▶ **Task objective**:
In the listing below, start your output at the line with "formatted like [203,49]." and end it after the line with "formatted like [323,2].", copying every line exactly.

▶ **Records to process**:
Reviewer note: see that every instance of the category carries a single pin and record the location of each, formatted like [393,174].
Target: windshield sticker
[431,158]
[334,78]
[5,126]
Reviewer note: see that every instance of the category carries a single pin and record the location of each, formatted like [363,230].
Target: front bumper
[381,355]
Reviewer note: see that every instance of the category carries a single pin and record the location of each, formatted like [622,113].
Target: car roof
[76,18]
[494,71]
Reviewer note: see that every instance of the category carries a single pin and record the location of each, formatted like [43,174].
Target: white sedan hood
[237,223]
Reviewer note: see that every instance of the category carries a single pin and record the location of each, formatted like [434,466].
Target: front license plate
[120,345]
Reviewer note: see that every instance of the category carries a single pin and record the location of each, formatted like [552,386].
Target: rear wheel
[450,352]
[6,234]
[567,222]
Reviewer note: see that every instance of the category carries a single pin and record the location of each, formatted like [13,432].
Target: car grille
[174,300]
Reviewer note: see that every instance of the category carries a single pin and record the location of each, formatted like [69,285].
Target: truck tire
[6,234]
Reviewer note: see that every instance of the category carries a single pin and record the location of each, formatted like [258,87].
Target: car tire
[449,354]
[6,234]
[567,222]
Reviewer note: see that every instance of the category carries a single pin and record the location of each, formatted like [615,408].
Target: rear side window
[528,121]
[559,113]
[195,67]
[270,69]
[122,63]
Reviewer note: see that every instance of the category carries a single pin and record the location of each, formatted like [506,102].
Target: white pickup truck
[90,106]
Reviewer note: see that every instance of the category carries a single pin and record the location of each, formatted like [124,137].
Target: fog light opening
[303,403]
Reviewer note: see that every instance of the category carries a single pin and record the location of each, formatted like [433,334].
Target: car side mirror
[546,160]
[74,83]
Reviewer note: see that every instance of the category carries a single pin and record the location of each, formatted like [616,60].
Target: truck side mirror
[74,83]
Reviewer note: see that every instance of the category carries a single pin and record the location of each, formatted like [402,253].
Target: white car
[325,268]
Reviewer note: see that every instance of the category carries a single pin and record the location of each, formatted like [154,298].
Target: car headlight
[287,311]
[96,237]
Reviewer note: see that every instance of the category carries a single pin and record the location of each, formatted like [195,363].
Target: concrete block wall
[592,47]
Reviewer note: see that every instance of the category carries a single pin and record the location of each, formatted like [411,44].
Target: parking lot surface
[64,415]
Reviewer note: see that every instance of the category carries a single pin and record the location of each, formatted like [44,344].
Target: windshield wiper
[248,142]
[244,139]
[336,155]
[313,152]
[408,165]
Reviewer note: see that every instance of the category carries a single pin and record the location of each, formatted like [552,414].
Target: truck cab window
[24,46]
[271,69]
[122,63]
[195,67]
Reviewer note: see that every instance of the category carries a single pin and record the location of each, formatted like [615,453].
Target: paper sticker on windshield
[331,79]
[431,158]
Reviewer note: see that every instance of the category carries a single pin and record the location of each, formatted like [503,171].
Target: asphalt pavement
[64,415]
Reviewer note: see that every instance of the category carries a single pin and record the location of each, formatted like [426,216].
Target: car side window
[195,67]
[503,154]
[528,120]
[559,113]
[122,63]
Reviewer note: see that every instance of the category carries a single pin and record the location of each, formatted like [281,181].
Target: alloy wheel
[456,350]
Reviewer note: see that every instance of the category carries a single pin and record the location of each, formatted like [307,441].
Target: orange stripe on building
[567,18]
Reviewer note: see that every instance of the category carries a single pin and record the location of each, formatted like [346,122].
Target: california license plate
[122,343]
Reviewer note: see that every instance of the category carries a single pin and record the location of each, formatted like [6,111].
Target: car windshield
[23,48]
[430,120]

==

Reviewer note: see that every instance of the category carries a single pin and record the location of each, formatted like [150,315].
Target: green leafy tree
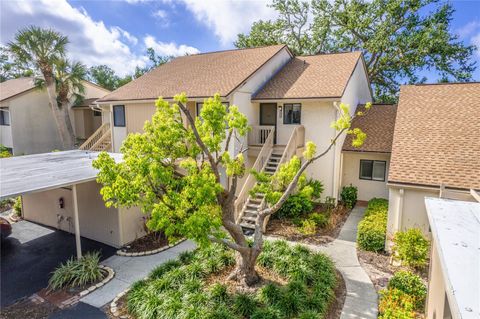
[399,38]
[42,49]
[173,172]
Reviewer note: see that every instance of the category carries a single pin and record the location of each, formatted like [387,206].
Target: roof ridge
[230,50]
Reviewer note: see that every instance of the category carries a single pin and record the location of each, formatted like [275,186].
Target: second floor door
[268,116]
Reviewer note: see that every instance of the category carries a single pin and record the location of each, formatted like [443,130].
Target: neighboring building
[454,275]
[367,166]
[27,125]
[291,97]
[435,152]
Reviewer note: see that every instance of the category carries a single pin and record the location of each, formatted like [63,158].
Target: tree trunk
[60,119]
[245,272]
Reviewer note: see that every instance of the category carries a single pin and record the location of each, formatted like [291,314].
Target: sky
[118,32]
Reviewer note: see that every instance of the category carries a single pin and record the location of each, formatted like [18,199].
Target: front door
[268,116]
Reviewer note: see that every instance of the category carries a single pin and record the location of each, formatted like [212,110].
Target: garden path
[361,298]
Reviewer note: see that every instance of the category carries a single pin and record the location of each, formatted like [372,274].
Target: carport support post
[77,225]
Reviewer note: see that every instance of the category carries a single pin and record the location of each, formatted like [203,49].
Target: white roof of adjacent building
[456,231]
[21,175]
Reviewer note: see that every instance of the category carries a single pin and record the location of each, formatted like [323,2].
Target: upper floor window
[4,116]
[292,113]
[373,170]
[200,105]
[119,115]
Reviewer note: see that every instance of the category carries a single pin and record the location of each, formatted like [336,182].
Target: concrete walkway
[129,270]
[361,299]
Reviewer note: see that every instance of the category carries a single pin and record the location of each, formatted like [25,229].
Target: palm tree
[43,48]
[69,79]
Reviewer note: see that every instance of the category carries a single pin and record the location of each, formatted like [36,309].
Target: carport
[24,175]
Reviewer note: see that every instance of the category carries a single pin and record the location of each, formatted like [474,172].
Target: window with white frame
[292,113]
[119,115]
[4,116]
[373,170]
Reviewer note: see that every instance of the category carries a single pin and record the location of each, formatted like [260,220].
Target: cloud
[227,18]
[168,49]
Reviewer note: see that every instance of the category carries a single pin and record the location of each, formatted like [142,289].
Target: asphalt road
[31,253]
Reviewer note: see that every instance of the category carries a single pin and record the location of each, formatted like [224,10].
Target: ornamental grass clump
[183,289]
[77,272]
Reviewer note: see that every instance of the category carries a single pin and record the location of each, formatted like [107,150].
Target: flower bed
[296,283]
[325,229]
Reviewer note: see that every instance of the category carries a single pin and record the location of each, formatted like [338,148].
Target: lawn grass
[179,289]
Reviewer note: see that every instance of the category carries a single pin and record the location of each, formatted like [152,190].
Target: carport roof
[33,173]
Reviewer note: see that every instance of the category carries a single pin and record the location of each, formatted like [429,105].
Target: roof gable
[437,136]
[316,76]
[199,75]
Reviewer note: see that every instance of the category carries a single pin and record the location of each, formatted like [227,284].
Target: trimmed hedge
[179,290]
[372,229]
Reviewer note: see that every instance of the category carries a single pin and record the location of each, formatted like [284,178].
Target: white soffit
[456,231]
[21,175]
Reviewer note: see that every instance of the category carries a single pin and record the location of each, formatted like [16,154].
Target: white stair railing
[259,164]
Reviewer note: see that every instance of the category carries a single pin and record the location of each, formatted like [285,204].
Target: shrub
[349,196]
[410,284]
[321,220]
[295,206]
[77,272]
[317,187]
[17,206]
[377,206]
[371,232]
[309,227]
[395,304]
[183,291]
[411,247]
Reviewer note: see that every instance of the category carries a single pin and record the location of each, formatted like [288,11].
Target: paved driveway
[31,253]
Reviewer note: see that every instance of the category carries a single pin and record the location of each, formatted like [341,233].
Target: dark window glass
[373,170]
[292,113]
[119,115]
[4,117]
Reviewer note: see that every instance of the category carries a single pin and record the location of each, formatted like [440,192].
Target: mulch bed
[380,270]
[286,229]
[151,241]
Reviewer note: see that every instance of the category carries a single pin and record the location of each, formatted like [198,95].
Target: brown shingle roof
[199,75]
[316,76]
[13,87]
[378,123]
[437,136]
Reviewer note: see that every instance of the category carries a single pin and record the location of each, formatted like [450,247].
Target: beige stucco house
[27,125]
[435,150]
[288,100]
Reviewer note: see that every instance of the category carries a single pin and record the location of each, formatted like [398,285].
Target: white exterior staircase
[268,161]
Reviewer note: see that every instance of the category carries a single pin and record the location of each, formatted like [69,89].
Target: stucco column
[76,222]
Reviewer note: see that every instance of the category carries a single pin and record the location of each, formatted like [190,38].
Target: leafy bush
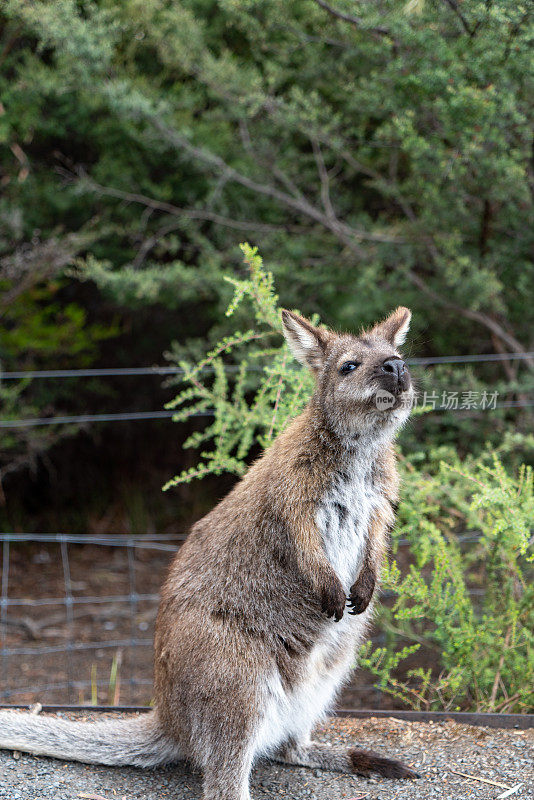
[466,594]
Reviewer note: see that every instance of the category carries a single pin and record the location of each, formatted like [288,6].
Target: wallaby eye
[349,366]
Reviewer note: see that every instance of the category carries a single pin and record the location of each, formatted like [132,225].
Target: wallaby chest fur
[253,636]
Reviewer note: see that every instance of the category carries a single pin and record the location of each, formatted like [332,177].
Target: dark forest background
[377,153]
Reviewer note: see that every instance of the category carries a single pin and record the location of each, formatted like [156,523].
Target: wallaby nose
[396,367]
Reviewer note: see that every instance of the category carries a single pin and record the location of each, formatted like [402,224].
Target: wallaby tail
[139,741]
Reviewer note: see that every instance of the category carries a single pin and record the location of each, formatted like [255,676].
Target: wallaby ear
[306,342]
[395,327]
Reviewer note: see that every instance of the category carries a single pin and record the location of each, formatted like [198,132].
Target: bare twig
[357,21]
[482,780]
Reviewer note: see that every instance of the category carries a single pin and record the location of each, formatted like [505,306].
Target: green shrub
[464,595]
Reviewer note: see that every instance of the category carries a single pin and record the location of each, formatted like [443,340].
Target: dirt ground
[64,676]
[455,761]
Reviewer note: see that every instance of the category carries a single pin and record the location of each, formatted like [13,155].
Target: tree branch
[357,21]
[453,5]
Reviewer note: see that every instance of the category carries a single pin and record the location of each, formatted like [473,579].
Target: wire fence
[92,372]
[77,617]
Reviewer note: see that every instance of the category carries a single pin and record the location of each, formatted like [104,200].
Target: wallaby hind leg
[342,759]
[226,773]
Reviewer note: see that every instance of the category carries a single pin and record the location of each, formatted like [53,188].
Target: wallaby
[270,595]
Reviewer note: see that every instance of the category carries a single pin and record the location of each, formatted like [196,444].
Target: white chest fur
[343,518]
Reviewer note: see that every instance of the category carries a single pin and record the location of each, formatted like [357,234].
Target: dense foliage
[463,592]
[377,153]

▶ **Expected answer**:
Reviewer note: see that every instance of the category carries a single pin and record the location of each, formatted like [203,49].
Target: white roof of adjacent building
[456,231]
[21,175]
Reviewer note: see that every instance of the category carries a single pin and record the location of each, formatted like [323,2].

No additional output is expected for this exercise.